▸ MATERIAL FOR THE TASK:
....

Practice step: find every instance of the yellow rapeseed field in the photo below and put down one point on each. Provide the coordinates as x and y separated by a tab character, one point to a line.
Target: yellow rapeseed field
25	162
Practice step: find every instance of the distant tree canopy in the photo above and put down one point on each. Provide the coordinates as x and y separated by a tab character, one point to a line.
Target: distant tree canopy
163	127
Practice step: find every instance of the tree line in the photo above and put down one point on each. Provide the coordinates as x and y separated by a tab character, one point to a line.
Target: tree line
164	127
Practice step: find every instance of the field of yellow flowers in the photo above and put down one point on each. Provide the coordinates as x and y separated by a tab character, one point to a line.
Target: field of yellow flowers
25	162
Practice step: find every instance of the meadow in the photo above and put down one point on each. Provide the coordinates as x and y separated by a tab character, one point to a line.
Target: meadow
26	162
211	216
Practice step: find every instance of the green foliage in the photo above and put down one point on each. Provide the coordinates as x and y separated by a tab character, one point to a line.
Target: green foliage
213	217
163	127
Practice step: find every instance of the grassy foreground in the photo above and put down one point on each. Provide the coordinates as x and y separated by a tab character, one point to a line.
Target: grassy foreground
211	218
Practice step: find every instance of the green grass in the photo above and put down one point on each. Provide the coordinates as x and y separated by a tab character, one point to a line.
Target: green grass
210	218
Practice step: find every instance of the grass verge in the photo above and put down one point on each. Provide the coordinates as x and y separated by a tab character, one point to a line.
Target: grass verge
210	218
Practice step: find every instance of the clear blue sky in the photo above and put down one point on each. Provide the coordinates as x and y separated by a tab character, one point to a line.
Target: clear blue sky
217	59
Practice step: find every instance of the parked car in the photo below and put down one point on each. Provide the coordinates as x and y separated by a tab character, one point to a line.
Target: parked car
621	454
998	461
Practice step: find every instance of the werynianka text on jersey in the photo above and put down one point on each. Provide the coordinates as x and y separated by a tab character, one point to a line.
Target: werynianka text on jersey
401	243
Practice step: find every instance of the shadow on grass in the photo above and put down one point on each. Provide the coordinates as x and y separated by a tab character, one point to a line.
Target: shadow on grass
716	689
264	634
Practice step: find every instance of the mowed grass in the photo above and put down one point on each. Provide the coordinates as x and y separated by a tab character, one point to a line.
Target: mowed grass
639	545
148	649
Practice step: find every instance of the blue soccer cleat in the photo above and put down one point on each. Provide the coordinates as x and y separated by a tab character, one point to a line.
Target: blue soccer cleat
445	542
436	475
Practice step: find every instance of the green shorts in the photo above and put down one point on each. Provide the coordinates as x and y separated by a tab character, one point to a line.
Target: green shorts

....

▸ TASK GOAL: Repeat the material above exactly, including every line.

▸ EXERCISE ANSWER:
Practice step: find every instance of the yellow rapeseed field in the photo below and put down one point on each. Provide the coordinates as x and y separated by a tab character, one point to a line.
Target: yellow rapeseed field
25	162
Practice step: find every instance of the distant tree canopy in the photo above and put down one point on each. Provide the coordinates as x and y separated by a tab character, one point to a line.
Target: distant tree canopy
163	127
Practice step: find every instance of the tree line in the photo above and put down one point on each. Provide the coordinates as x and y separated by a tab character, one point to a line.
Target: tree line
164	127
Practice step: find every instance of the field of yellow flowers in the photo above and put down one point on each. Provide the coordinates as x and y separated by a tab character, one point to a line.
Target: field of yellow flowers
25	162
Practice step: find every instance of the meadow in the photo above and put down one point on each. Provide the coordinates as x and y separated by a tab character, one point to a line.
Target: meadow
26	162
211	216
Practice step: find every instance of the green foliage in the photo above and put down one point on each. Provide the coordinates as x and y separated by a tab character, one point to a line.
Target: green foliage
213	217
163	127
Practice step: find every instance of the grassy foreground in the photo above and put down one point on each. Provide the coordinates as x and y separated by a tab character, one point to a line.
Target: grassy foreground
211	218
Practice step: find every instance of the green grass in the photo above and put down one point on each. Provide the coordinates as x and y separated by a tab character, one point to a line.
Target: green grass
210	218
Practice step: find every instance of the grass verge in the photo above and put down one point on each. Provide the coordinates as x and y separated by a tab character, one point to a line.
Target: grass verge
210	218
Practice step: find every instance of the clear blue sky in the photo above and put down one point on each. Provide the coordinates as x and y separated by a tab character, one point to a line.
Target: clear blue sky
217	59
Practice step: find every instance of the parked car in the photo below and put down one point on each. Provide the coordinates as x and y separated by a tab character, one point to a line.
Target: parked car
621	454
998	461
Practice step: find every instance of the werynianka text on jersey in the photo above and put down one point on each. Provide the coordinates as x and y separated by a tab character, one point to a line.
Target: werynianka text on jersey
401	243
Practice step: find every instance of the shadow on grass in the photo above and put down one point on each. Provide the coordinates as x and y separated by a tab character, one point to a line.
Target: shadow on grass
716	689
264	634
Practice step: find every instance of the mowed grass in the photo above and put down one point on each. Provide the coordinates as x and y separated by a tab character, one point to a line.
Target: mowed grass
639	545
148	649
Practice step: find every instance of the blue soccer cleat in the photo above and put down one point on each. Provide the coordinates as x and y separated by a tab character, one point to a line.
Target: blue soccer cleat
445	542
436	475
Practice step: find every instance of the green shorts in the photo above and put down one point on each. Provide the coordinates as x and y separated by a tab character, one point to a line.
Target: green shorts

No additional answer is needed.